Re: i18n comments on Polyglot Markup from Maciej Stachowiak on 2010-07-15 (public-html@w3.org from July 2010)

From: Maciej Stachowiak <mjs@apple.com>
Date: Thu, 15 Jul 2010 13:33:58 -0700
To: Richard Ishida <ishida@w3.org>
Cc: 'Sam Ruby' <rubys@intertwingly.net>, 'Leif Halvard Silli' <xn--mlform-iua@xn--mlform-iua.no>, 'Anne van Kesteren' <annevk@opera.com>, public-html@w3.org
Message-id: <AC8623B9-FF5E-4AC4-AEB8-ED92F749F1F6@apple.com>

On Jul 15, 2010, at 1:01 PM, Richard Ishida wrote:

> 
>> 
>> We could also go a different way entirely, and say that polyglot
>> documents are a subset of both HTML5 and XHTML5, and the subset that we
>> select is only utf-8.  I mention this as this is my personal
>> recommendation on the matter, but I can live either of the other two
>> alternatives mentioned above.
> 
> While it would be wonderful to live in a world where only utf-8 encodings
> are allowed, I'm not sure we can do that.  I think we need to acknowledge
> that these are XML documents, and although we certainly constrain the
> vocabulary, I'm leery about messing with the right of people to use other
> encodings if they insist.

— Dataset content —

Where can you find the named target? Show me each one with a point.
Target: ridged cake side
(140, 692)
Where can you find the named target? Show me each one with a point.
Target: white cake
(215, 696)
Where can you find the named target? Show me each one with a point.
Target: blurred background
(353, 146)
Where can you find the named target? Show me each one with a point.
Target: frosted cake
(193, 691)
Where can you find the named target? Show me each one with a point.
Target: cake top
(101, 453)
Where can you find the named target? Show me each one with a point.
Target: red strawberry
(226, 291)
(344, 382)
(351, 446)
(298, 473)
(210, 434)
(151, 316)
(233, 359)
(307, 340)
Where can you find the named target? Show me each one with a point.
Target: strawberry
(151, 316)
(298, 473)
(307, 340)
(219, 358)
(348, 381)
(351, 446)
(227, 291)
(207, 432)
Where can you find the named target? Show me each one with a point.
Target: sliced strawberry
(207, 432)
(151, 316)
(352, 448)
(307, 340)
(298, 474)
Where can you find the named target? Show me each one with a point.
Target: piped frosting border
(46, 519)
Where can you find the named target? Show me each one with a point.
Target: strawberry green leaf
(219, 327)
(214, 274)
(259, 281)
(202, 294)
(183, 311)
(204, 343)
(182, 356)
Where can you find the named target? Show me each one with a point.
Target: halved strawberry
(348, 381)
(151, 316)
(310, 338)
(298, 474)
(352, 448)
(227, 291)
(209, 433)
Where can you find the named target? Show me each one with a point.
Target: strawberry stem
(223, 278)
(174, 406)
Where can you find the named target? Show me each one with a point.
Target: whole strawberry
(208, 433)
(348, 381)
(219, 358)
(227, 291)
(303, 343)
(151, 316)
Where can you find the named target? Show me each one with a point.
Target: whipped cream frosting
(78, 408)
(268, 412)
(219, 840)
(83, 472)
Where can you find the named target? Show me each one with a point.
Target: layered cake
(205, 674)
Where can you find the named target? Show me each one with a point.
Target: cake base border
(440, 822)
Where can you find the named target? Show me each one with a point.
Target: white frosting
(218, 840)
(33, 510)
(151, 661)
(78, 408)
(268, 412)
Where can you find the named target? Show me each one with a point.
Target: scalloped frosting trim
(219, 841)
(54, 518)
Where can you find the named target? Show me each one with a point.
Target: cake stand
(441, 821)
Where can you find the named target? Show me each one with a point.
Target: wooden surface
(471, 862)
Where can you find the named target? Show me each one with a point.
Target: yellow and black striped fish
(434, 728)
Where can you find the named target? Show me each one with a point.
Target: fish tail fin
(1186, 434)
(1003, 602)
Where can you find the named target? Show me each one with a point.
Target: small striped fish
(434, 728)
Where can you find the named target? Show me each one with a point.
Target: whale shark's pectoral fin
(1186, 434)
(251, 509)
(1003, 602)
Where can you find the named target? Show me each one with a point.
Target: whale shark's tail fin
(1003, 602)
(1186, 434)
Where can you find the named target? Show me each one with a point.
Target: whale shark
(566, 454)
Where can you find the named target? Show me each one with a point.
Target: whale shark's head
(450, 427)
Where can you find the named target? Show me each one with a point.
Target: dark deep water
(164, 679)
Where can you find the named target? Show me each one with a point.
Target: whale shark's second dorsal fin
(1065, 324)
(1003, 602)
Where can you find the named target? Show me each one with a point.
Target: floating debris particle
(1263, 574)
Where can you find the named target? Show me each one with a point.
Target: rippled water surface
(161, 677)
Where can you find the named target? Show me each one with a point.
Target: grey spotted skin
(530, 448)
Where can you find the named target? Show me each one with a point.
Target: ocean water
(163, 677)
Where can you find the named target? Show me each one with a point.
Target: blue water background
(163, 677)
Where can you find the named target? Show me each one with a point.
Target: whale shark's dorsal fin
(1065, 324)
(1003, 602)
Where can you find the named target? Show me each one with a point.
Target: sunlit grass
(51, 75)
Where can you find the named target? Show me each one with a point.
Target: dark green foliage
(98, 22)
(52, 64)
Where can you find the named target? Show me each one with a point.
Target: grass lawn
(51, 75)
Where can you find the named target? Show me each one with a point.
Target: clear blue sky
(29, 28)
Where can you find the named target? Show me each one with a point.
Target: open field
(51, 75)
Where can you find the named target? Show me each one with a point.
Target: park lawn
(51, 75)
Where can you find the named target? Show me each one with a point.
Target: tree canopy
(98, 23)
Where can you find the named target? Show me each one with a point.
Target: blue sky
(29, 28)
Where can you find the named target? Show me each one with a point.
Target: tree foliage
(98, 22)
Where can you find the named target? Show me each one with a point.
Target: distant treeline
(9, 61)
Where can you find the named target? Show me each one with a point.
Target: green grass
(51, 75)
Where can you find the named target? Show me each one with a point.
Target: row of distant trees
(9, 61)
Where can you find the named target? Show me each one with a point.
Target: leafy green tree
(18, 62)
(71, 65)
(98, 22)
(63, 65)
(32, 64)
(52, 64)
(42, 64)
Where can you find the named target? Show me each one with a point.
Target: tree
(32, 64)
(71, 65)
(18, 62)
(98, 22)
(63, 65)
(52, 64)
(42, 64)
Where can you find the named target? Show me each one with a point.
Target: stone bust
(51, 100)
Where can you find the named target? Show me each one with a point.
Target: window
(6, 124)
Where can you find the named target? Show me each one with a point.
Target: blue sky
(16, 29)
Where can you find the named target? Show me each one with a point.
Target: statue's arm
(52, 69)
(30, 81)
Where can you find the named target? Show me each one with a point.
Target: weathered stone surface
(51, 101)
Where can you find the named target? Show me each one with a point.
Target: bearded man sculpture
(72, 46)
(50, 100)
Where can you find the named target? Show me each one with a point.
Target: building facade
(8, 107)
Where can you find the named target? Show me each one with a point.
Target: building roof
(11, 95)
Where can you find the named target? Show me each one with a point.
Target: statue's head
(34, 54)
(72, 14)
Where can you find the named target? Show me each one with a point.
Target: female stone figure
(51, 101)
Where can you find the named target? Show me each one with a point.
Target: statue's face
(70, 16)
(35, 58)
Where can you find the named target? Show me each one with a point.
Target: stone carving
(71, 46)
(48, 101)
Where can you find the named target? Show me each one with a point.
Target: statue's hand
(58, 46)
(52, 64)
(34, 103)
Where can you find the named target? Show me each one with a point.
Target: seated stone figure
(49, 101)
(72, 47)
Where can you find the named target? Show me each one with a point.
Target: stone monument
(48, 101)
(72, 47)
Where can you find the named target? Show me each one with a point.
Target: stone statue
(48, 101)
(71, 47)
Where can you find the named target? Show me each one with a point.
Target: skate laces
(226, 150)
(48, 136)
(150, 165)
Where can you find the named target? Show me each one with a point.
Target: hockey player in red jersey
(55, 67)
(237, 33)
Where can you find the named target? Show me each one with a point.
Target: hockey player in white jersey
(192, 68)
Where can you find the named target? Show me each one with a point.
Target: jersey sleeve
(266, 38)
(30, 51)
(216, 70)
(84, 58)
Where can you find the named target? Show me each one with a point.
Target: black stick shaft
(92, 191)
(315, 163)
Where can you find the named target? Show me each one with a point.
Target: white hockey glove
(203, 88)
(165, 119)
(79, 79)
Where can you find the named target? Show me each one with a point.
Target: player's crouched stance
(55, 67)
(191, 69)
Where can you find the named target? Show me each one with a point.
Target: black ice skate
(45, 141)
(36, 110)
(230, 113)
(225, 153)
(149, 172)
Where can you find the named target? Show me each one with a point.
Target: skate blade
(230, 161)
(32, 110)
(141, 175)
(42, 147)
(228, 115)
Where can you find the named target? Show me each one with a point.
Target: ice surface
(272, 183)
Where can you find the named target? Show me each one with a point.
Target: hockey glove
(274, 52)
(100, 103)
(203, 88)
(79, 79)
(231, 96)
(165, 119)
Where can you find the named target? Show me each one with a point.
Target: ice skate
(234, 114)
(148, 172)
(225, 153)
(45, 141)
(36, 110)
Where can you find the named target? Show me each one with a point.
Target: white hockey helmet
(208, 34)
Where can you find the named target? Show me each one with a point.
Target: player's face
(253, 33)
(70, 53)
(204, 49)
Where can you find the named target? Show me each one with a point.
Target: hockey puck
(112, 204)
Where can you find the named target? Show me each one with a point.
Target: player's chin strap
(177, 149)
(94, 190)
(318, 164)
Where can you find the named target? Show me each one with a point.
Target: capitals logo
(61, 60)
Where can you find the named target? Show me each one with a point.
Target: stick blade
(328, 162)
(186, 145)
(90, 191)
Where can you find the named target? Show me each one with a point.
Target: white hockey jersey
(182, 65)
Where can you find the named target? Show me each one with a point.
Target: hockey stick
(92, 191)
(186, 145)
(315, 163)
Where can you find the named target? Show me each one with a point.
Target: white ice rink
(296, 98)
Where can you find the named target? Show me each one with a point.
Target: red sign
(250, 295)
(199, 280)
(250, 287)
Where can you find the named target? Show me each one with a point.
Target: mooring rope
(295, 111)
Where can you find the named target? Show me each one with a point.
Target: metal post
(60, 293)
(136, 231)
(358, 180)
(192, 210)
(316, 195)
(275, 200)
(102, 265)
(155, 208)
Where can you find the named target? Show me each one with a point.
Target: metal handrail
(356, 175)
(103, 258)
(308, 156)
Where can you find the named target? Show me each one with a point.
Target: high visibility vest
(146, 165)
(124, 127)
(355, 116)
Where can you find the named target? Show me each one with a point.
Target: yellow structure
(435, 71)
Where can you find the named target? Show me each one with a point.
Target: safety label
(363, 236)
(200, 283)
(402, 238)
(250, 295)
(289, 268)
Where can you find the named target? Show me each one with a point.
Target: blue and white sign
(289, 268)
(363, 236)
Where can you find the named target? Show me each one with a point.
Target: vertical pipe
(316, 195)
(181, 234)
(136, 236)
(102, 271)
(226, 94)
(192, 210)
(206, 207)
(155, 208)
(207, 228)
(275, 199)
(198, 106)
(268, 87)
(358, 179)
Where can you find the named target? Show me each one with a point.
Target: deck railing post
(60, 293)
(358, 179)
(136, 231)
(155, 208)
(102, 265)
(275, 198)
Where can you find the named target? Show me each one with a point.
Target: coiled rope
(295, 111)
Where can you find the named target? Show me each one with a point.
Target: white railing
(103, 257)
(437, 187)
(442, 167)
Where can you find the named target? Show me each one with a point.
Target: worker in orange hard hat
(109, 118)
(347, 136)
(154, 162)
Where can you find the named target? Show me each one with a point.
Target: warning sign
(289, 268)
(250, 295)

— Tasks to perform —
• 1. In the email about polyglot markup, copy the passage from "On Jul 15, 2010, at" up to and including "alternatives mentioned above.", swapping "subset" for "profile".
• 2. Pull out every line of the entries that contains the string "figure".
The email and the entries are two separate pieces of material.

— Answers per task —
• 1.
On Jul 15, 2010, at 1:01 PM, Richard Ishida wrote:

> 
>> 
>> We could also go a different way entirely, and say that polyglot
>> documents are a profile of both HTML5 and XHTML5, and the profile that we
>> select is only utf-8.  I mention this as this is my personal
>> recommendation on the matter, but I can live either of the other two
>> alternatives mentioned above.

• 2.
Target: female stone figure
Target: seated stone figure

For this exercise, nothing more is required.